**WORK ORDER**
Below is a set of entries. Print the line that contains "# indicate the innermost point of each instance of the grassy" and every later line word for word, through the final one.

[Start of section]

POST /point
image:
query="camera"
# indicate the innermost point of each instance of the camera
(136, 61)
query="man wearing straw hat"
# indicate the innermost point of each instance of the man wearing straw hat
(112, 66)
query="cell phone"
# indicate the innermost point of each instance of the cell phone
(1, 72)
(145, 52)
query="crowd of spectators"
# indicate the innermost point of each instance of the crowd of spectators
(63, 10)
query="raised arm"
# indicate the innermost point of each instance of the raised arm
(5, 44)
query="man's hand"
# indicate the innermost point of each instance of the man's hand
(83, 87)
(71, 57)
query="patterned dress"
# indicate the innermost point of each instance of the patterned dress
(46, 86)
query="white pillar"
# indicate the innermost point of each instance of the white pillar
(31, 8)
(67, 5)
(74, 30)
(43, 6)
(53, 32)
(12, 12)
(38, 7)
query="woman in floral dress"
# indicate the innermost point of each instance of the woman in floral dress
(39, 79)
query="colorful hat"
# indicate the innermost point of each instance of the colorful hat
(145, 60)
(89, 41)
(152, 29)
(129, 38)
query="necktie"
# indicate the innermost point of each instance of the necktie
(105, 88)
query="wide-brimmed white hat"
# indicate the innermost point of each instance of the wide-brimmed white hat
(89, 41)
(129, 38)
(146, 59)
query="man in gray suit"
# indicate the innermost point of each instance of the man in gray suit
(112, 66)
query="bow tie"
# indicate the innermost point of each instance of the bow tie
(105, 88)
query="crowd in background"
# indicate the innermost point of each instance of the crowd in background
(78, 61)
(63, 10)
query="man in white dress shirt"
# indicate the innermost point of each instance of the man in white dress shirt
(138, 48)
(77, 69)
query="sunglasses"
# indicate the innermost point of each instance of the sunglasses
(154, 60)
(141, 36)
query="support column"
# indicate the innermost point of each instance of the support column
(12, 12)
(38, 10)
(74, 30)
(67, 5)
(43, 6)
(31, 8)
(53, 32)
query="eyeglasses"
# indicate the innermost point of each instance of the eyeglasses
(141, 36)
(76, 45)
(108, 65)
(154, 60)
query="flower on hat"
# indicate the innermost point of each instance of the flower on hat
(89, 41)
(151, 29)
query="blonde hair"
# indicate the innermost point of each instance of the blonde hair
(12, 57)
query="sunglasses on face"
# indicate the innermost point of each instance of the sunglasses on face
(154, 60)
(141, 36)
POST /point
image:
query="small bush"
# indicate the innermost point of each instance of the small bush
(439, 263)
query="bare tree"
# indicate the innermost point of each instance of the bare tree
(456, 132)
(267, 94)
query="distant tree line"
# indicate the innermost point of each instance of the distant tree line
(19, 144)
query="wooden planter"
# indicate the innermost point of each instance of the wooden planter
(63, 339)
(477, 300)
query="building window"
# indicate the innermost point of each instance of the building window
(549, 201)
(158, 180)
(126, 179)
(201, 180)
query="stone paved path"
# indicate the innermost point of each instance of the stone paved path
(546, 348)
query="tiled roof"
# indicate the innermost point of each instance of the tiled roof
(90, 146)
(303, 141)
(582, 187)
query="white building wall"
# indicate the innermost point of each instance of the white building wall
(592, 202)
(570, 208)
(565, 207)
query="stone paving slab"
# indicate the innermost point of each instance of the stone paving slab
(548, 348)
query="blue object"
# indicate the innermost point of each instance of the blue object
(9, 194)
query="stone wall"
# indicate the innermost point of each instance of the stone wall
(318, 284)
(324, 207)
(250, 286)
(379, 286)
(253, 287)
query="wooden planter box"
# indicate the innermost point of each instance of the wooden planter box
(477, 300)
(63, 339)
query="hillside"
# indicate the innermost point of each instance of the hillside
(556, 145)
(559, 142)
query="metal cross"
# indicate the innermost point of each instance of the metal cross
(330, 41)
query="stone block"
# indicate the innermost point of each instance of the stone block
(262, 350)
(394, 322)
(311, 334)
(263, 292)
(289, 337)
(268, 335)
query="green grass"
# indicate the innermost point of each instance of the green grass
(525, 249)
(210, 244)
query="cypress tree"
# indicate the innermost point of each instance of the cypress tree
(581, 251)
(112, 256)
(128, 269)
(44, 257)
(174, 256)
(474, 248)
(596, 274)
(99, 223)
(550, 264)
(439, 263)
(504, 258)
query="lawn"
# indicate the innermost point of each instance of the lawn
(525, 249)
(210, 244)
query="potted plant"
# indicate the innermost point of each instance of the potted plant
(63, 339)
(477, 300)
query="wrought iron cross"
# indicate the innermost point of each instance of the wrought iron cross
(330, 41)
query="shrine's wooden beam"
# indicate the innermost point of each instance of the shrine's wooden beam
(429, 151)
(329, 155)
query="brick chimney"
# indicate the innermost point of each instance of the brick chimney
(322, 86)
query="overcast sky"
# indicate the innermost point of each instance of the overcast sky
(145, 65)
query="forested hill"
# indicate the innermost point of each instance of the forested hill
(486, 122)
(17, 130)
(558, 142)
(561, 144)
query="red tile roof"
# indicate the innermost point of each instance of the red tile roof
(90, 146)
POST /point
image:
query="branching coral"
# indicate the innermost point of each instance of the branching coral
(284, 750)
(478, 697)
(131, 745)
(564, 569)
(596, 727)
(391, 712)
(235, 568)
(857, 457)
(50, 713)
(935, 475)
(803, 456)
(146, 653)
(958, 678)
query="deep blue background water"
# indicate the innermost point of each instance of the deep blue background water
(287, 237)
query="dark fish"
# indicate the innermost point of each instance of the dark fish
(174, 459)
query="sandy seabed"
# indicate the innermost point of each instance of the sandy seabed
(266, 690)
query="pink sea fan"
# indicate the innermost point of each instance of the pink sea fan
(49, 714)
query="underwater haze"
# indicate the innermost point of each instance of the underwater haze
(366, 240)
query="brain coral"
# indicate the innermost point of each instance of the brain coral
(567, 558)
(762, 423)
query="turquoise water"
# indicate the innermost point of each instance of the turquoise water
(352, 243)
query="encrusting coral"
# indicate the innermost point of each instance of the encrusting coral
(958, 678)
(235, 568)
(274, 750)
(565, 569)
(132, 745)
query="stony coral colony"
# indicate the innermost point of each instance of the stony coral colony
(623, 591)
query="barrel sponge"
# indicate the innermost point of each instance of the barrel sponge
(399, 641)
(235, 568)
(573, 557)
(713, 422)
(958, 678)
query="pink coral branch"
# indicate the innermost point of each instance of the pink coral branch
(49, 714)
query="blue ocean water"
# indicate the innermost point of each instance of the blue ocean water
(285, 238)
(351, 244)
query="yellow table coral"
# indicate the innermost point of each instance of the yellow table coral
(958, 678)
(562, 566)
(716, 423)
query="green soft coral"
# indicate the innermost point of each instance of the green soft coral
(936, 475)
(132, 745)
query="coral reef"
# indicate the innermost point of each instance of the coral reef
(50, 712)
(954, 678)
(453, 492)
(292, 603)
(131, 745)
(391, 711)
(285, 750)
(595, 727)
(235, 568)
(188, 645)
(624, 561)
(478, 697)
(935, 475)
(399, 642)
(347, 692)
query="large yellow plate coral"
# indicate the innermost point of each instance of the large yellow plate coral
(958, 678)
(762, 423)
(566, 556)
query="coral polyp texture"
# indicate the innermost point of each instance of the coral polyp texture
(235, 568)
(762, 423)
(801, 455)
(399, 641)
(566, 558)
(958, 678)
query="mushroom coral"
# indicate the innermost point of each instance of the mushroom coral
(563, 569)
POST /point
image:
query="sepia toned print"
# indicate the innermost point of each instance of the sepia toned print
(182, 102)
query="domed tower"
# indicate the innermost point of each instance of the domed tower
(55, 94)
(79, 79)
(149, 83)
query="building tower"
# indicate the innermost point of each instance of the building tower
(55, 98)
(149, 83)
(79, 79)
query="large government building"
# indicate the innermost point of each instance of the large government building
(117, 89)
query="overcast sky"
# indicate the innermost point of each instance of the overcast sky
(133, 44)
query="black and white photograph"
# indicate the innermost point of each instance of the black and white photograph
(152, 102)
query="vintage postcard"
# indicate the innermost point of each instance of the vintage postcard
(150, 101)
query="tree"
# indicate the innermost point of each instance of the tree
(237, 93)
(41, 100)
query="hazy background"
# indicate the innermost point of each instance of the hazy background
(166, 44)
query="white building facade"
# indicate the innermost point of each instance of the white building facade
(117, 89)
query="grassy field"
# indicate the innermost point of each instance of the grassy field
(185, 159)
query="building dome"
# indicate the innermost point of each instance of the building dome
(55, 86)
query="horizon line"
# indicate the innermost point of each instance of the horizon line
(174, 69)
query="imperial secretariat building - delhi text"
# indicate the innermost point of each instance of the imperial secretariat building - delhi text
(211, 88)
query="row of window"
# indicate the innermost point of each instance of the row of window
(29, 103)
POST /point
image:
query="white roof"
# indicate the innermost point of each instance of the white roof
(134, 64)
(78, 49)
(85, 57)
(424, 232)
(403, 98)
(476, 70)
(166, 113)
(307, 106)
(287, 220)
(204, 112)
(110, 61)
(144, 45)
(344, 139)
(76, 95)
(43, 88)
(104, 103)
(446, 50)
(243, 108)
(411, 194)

[End of section]

**THE ANSWER**
# indicate the innermost point of each instance of the grassy field
(185, 159)
query="building dome"
# indicate the innermost point of each instance of the building dome
(55, 86)
query="horizon line"
# indicate the innermost point of each instance of the horizon line
(174, 69)
query="imperial secretariat building - delhi text"
# indicate the innermost point of each instance of the imperial secretariat building - delhi text
(211, 88)
query="row of window"
# indicate the innermost point of each instance of the row of window
(29, 103)
POST /point
image:
query="white roof"
# indicate the innermost point of each instance of the white roof
(134, 64)
(78, 49)
(85, 57)
(424, 232)
(403, 98)
(476, 70)
(166, 113)
(307, 106)
(287, 220)
(204, 112)
(110, 61)
(144, 45)
(344, 139)
(76, 95)
(43, 88)
(104, 103)
(446, 50)
(243, 108)
(411, 194)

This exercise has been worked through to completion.